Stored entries
------------------------------------------------

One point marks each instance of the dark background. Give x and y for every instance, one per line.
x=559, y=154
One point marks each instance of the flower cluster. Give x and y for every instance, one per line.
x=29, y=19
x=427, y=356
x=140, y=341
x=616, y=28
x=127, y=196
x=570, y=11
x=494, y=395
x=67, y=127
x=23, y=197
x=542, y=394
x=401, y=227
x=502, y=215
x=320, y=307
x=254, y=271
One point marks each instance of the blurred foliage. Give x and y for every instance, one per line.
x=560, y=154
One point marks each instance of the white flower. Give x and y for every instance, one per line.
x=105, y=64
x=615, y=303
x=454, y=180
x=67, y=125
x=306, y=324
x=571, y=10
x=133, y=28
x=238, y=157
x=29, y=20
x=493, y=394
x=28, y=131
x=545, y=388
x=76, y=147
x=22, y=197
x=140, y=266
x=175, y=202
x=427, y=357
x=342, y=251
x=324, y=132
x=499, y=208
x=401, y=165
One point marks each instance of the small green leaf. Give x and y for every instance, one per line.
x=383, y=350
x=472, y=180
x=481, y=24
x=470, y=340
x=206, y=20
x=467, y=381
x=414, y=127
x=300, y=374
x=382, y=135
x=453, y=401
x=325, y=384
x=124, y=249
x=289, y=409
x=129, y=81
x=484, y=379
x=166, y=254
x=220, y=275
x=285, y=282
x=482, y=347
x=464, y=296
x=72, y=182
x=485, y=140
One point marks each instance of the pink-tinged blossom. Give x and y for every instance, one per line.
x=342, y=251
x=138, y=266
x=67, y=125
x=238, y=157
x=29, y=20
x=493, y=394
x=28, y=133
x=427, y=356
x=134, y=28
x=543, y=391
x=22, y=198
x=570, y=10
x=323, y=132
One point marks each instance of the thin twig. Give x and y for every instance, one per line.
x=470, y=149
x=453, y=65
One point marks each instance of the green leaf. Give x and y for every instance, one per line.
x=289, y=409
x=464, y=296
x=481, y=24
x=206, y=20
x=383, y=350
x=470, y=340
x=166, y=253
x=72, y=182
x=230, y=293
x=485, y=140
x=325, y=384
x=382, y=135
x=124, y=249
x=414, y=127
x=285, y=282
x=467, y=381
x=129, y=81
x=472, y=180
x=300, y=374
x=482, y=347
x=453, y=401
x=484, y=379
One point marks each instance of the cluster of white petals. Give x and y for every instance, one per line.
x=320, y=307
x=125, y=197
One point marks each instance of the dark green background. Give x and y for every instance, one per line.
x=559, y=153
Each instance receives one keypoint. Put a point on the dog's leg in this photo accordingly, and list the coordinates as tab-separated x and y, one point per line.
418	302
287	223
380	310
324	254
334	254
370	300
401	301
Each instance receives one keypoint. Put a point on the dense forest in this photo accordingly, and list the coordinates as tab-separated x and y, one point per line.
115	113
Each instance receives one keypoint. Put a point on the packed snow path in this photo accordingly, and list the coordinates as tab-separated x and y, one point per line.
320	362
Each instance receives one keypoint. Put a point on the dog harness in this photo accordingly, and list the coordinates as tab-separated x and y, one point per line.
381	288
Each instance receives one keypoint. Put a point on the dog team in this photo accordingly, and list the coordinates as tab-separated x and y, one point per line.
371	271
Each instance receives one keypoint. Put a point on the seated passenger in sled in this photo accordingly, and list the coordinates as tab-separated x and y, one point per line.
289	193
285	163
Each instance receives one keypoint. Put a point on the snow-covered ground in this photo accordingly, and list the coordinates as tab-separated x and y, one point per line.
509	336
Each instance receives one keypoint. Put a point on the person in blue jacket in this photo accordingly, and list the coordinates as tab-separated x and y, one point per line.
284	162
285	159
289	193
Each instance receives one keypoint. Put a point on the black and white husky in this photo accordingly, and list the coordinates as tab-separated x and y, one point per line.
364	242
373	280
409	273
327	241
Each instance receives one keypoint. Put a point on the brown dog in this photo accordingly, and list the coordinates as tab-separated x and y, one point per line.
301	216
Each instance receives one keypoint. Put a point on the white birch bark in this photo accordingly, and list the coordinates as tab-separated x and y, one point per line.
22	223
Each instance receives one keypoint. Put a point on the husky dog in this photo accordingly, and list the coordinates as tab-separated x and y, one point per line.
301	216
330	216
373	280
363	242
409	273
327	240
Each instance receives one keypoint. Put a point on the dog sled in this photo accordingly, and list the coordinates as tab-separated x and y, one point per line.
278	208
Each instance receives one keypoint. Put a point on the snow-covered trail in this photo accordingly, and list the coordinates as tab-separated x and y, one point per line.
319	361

------------------------------------------------

*Given problem*.
Copy the entries above, starting with the line containing "One point marks each instance of the blurred" and going on through the line containing "x=401, y=165". Offset every x and y coordinate in the answers by -71, and leave all other text unchanged.

*Response to the exercise*.
One point marks each instance of the blurred foliage. Give x and y for every instance, one per line.
x=489, y=83
One point marks each instance of the white flower. Give x and y for every instance, one per line.
x=34, y=-7
x=544, y=232
x=383, y=109
x=-4, y=54
x=235, y=253
x=500, y=-61
x=62, y=-43
x=167, y=86
x=-42, y=-51
x=422, y=323
x=-43, y=60
x=474, y=317
x=5, y=76
x=-49, y=126
x=69, y=195
x=104, y=131
x=356, y=286
x=271, y=180
x=253, y=61
x=428, y=137
x=330, y=94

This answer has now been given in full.